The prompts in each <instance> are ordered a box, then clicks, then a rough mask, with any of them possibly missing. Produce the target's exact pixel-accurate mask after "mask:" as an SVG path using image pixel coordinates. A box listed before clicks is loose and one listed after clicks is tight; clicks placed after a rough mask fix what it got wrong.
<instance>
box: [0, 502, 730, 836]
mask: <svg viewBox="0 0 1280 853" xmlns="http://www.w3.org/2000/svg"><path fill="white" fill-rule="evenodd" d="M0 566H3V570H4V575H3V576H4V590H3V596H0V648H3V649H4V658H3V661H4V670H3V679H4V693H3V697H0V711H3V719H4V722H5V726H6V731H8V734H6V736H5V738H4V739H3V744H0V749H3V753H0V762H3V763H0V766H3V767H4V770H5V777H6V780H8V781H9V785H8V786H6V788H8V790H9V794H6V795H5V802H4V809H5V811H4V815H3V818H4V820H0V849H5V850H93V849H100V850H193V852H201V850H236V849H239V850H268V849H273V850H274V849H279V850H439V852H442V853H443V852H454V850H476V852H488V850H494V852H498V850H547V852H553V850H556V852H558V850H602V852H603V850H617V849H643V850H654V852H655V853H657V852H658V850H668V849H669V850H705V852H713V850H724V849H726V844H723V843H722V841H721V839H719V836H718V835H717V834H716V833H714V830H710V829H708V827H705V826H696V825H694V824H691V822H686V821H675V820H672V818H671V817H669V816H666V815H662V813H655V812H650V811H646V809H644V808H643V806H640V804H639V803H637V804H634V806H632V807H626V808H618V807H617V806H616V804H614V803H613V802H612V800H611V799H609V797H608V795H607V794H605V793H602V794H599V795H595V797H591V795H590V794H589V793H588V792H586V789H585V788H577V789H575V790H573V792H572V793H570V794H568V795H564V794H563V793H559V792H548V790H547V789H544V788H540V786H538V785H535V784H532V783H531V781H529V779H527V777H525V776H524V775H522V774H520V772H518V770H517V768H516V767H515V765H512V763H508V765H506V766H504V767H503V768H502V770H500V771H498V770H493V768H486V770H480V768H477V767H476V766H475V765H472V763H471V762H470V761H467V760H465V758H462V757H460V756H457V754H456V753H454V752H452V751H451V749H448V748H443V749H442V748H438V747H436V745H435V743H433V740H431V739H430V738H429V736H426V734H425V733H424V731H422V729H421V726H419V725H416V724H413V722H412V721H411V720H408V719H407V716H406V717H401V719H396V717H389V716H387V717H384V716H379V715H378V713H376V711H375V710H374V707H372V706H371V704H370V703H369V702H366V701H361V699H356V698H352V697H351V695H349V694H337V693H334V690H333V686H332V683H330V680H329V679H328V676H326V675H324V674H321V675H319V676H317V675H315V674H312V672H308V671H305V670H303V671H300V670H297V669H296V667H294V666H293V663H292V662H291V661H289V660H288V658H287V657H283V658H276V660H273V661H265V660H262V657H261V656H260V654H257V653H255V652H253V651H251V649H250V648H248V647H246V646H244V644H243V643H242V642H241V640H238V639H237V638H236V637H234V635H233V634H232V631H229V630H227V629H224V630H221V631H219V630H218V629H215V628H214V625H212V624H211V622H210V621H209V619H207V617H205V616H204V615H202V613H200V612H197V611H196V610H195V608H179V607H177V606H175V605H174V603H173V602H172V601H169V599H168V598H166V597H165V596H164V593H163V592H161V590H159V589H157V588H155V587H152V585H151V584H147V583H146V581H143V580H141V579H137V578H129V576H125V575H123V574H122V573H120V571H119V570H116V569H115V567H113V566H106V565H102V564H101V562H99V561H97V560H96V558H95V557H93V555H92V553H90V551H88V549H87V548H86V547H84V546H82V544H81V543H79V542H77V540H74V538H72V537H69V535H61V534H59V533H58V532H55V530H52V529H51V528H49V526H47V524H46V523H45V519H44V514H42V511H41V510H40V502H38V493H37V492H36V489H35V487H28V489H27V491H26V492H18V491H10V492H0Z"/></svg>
- - -
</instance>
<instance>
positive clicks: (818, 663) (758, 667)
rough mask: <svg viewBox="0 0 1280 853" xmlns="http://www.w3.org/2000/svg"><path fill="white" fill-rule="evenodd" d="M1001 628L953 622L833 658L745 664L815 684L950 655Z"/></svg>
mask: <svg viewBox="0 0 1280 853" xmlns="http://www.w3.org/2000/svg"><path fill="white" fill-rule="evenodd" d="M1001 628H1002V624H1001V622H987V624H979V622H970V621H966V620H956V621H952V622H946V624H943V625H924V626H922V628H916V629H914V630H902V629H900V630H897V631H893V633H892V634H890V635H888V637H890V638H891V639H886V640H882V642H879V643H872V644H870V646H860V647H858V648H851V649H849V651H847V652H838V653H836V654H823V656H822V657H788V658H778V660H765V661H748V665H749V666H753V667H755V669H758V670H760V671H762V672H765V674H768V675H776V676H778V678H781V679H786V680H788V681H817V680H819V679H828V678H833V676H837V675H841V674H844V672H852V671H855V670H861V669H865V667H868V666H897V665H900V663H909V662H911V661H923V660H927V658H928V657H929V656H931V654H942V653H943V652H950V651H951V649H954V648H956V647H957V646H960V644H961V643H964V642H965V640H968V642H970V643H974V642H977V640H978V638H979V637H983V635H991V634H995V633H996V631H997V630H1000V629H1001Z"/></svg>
- - -
Please reproduce the stretch of material from the line containing "The prompts in" through the line containing "box: [0, 502, 730, 836]" word for word.

Response to this task:
The prompts in each <instance> are ordered a box, then clicks, then a rough mask, with any of them possibly missing. Produce the target's exact pixel-accurate mask after "mask:" as an SVG path using image pixel coordinates. A box listed before clicks is loose and one listed after clicks is tight; clicks placed after a rough mask fix what it got wrong.
<instance>
box: [0, 502, 730, 836]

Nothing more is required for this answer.